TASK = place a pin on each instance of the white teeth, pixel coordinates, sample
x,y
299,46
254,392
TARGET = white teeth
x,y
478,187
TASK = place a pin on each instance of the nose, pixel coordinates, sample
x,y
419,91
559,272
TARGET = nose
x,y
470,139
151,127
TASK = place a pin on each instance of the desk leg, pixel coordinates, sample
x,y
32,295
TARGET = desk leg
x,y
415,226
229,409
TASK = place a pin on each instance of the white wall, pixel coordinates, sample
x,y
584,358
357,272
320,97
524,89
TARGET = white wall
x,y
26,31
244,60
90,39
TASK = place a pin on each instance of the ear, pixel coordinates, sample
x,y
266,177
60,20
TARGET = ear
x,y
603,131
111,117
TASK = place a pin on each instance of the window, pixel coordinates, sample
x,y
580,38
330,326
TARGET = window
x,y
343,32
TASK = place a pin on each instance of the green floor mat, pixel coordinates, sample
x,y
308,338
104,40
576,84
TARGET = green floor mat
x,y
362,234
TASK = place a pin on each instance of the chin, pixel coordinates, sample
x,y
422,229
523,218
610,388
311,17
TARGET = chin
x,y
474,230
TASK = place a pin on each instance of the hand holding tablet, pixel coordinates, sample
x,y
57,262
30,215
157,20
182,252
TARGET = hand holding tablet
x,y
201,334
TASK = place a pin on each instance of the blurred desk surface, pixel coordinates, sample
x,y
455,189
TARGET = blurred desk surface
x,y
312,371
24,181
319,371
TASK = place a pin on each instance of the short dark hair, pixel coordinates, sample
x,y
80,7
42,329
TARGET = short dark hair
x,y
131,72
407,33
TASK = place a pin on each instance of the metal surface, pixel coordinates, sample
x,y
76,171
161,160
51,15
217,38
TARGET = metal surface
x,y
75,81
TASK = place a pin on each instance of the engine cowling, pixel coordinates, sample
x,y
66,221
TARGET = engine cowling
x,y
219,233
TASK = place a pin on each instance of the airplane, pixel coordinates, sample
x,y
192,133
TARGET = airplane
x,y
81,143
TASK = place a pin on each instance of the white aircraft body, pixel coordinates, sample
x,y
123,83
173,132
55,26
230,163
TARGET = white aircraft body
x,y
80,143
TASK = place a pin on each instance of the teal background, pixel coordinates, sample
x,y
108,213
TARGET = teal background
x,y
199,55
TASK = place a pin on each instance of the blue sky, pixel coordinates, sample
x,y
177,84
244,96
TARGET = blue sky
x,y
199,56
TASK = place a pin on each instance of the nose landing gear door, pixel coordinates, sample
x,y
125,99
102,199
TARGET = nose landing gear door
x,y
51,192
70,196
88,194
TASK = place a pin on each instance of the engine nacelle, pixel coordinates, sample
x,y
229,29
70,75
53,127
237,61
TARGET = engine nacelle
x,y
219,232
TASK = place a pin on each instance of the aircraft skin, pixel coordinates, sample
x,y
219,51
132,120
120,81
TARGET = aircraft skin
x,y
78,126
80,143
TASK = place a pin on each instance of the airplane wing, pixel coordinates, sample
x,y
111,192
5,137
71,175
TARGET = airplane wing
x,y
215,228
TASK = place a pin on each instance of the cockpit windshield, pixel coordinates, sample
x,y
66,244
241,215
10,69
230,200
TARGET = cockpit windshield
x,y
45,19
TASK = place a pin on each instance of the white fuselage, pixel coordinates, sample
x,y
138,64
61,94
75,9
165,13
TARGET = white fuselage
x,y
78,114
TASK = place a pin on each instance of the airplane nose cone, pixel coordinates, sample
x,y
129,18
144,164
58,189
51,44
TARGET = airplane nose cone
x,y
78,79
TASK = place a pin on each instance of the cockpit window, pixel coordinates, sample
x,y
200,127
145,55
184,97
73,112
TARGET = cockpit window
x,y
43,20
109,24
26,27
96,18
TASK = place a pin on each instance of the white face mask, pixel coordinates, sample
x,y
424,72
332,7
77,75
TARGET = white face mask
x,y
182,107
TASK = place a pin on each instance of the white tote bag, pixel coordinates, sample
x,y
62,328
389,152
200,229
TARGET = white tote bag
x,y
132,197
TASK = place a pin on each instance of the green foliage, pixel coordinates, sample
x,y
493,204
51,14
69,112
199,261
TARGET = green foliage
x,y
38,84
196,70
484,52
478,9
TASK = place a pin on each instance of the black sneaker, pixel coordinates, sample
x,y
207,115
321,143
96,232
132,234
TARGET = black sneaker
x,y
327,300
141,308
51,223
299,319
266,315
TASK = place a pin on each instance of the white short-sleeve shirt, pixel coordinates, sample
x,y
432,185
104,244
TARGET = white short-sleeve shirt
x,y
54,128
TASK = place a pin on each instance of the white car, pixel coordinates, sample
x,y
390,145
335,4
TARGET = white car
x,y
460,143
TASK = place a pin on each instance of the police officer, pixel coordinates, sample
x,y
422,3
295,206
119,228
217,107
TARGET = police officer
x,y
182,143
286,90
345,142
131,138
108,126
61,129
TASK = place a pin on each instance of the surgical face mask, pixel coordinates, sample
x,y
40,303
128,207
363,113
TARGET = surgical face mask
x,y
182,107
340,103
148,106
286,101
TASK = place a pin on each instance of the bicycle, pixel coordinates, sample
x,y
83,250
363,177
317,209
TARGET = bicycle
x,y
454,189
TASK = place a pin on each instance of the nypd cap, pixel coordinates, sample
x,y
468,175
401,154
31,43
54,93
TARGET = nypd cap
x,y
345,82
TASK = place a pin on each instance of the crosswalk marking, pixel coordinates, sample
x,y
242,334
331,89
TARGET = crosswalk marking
==========
## Stated exercise
Copy the items from the line that contains "TASK = place a pin on each instance of the nypd" through the end, inclusive, switching every "crosswalk marking" to "crosswalk stripe" and keeping all else unchanged.

## Response to the task
TASK = place a pin on each instance of the nypd cap, pixel coordinates, sample
x,y
468,175
401,154
31,43
54,93
TARGET = nypd cap
x,y
345,82
TASK = place a pin on each instance of the crosswalk stripe, pixel coordinates, sample
x,y
242,334
331,89
TARGET = crosswalk stripe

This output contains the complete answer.